WAT JE MOET DOEN |
Zet alle gemeenschappelijke regelingen op een rij die volgens de wettekst hieronder van rechtswege vervallen.

STUK BRONTEKST |
----------
Zo is het, dat Wij, de Raad van State gehoord, en met gemeen overleg der Staten-Generaal, hebben goedgevonden en verstaan, gelijk Wij goedvinden en verstaan bij deze:

Artikel I

[Regeling vervallen per 14-11-2007]

[Red: Bevat wijzigingen in andere regelgeving.]

Artikel II

[Regeling vervallen per 14-11-2007]

  • I.

    De volgende gemeenschappelijke regelingen vervallen van rechtswege:

    • a. de Gemeenschappelijke regeling opleidingsschool voor gemeentepolitie "De Boskamp" 1990,

    • b. de gemeenschappelijke regeling ter instelling van het Politie-opleidings- en kongrescentrum "De Cloese",

    • c. de gemeenschappelijke regeling ter instelling van het Zuidnederlandse instituut voor Gemeentepolitie-opleiding en

    • d. de gemeenschappelijke regeling ter instelling van de Politie-opleidingsschool Noord-Holland.

  • II.

    • a. De vermogensbestanddelen van de openbare lichamen van de onder I bedoelde gemeenschappelijke regelingen gaan onder algemene titel over op het Landelijk instituut, zonder dat daarvoor een nadere rechtshandeling wordt gevorderd.

    • b. Aan de beheerders van de openbare registers waarin overgang van rechten of verandering van tenaamstelling kan worden ingeschreven ten aanzien van de in onderdeel a bedoelde vermogensbestanddelen, worden door de zorg van het Landelijk instituut de daartoe vereiste opgaven gedaan.

    • c. Indien in verband met het bepaalde in onderdeel a een verrekening tussen gemeenten dient plaats te vinden en hierover tussen de betrokken gemeenten geen overeenstemming wordt bereikt, vindt artikel 28 van de Wet gemeenschappelijke regelingen (Stb. 1984, 669) overeenkomstige toepassing.

  • III.

    • a. De ambtenaren die op de dag voorafgaand aan de inwerkingtreding van deze wet in dienst zijn van een openbaar lichaam, gebaseerd op een gemeenschappelijke regeling als genoemd onder I, worden van rechtswege eervol ontslagen onder gelijktijdige aanstelling bij het Landelijk instituut. Deze ambtenaren zullen zonder wijziging van de aard van hun aanstelling in dienst van het Landelijk instituut een functie vervullen die zoveel mogelijk overeenkomt met de functie die zij bij het openbaar lichaam vervulden. Voor zover de aanstelling bij het openbaar lichaam in tijdelijke dienst voor bepaalde tijd is, geldt de aanstelling in tijdelijke dienst bij het Landelijk instituut voor de nog niet verstreken tijd van deze aanstelling bij dat openbaar lichaam.

    • b. Ten aanzien van het personeel dat op de dag voorafgaand aan de inwerkingtreding van deze wet bij een openbaar lichaam als bedoeld in onderdeel a, op basis van een arbeidsovereenkomst naar burgerlijk recht werkzaam is, zal deze arbeidsovereenkomst worden voortgezet waarbij het Landelijk instituut als werkgever optreedt. Voor zolang met betrekking tot deze arbeidsovereenkomst geen andere voorwaarden van toepassing zijn verklaard, wordt deze beheerst door de voorwaarden die op deze rechtsbetrekking van toepassing zijn op het in het eerste lid bedoelde tijdstip.
----------
REGELS MET GEGEVENS |
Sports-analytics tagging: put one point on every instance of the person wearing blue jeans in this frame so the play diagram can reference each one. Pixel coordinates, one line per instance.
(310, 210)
----------
OPLOSSING |
- de Gemeenschappelijke regeling opleidingsschool voor gemeentepolitie "De Boskamp" 1990
- de gemeenschappelijke regeling ter instelling van het Politie-opleidings- en kongrescentrum "De Cloese"
- de gemeenschappelijke regeling ter instelling van het Zuidnederlandse instituut voor Gemeentepolitie-opleiding
- de gemeenschappelijke regeling ter instelling van de Politie-opleidingsschool Noord-Holland